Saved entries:
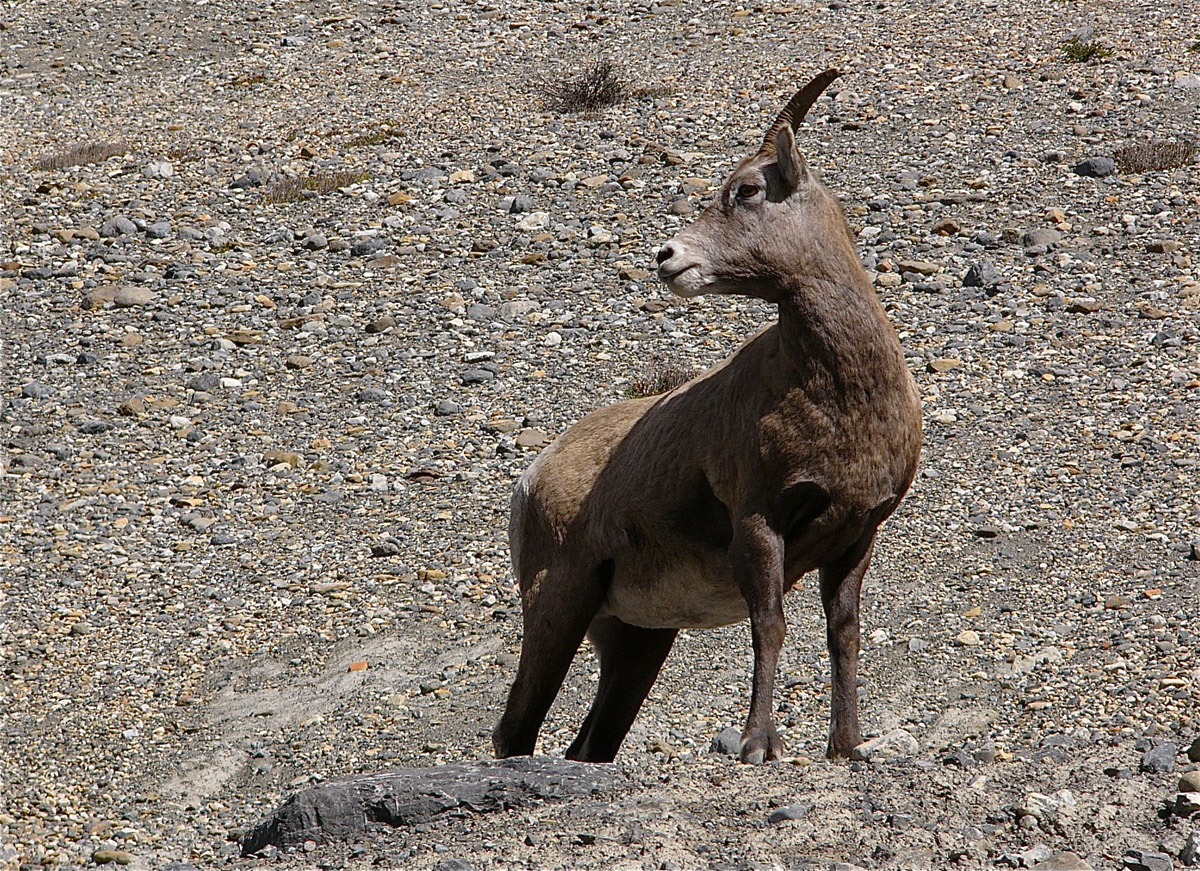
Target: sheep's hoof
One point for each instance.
(760, 746)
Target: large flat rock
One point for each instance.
(347, 806)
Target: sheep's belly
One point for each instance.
(693, 595)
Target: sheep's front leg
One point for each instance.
(757, 556)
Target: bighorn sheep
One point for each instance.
(706, 504)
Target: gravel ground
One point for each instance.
(270, 370)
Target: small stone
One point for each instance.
(1191, 853)
(252, 178)
(1084, 306)
(919, 266)
(277, 457)
(897, 743)
(1096, 167)
(118, 226)
(1048, 808)
(1159, 758)
(982, 275)
(1041, 236)
(1146, 860)
(119, 857)
(385, 548)
(132, 407)
(1061, 862)
(159, 229)
(384, 322)
(967, 637)
(726, 742)
(37, 391)
(781, 815)
(478, 376)
(131, 296)
(532, 438)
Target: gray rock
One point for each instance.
(133, 296)
(895, 743)
(1146, 860)
(371, 395)
(1191, 853)
(1096, 167)
(119, 226)
(1159, 758)
(35, 390)
(205, 382)
(727, 742)
(478, 376)
(347, 806)
(1042, 236)
(95, 427)
(252, 178)
(983, 275)
(781, 815)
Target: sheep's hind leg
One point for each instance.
(557, 611)
(840, 584)
(630, 659)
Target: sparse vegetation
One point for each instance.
(657, 378)
(1155, 156)
(1079, 52)
(597, 88)
(82, 155)
(305, 186)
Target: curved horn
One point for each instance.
(798, 107)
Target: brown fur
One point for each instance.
(707, 504)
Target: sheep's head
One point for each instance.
(772, 220)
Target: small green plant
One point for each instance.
(597, 88)
(657, 378)
(1079, 52)
(1155, 156)
(82, 155)
(307, 186)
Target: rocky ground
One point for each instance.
(275, 350)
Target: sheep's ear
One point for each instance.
(791, 164)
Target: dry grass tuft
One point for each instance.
(597, 88)
(657, 378)
(1079, 52)
(1155, 156)
(82, 155)
(309, 186)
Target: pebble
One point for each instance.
(1146, 860)
(727, 742)
(118, 226)
(894, 744)
(132, 296)
(1096, 167)
(797, 811)
(1159, 758)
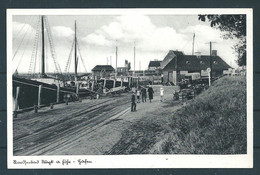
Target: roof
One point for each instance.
(192, 62)
(171, 54)
(103, 68)
(154, 64)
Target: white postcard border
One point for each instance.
(133, 161)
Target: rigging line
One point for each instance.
(35, 46)
(81, 57)
(21, 28)
(53, 53)
(69, 58)
(24, 51)
(20, 43)
(84, 54)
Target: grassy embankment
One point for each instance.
(213, 123)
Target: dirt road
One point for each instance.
(91, 127)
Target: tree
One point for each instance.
(232, 26)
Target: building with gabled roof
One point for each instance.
(176, 63)
(154, 65)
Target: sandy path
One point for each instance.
(88, 128)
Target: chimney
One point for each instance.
(214, 52)
(198, 54)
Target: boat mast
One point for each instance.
(76, 62)
(43, 52)
(193, 44)
(116, 58)
(134, 58)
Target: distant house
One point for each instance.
(176, 63)
(101, 71)
(154, 65)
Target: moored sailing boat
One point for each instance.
(42, 89)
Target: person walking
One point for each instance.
(143, 92)
(150, 93)
(161, 94)
(133, 104)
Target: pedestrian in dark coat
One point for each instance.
(143, 92)
(133, 104)
(150, 93)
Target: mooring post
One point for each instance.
(58, 93)
(16, 101)
(105, 81)
(39, 96)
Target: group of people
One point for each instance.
(141, 91)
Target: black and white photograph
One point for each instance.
(130, 88)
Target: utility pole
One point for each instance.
(43, 52)
(210, 58)
(193, 44)
(134, 58)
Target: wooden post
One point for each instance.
(16, 98)
(105, 81)
(114, 85)
(58, 93)
(39, 96)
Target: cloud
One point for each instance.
(61, 31)
(19, 29)
(158, 40)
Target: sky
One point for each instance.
(98, 35)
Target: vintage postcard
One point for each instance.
(130, 88)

> _WHAT THE TASK ASKS_: Starting at the line above that holds "Target: brown fur" and ending at the line that holds "Target: rocky ground", transcribe each line exactly and include no other lines.

> _OUTPUT BELOW_:
Target: brown fur
One point for each instance.
(707, 504)
Target: sheep's head
One point for each instance.
(772, 220)
Target: small green plant
One point for each instance.
(597, 88)
(657, 378)
(1079, 52)
(1155, 156)
(82, 155)
(307, 186)
Target: rocky ground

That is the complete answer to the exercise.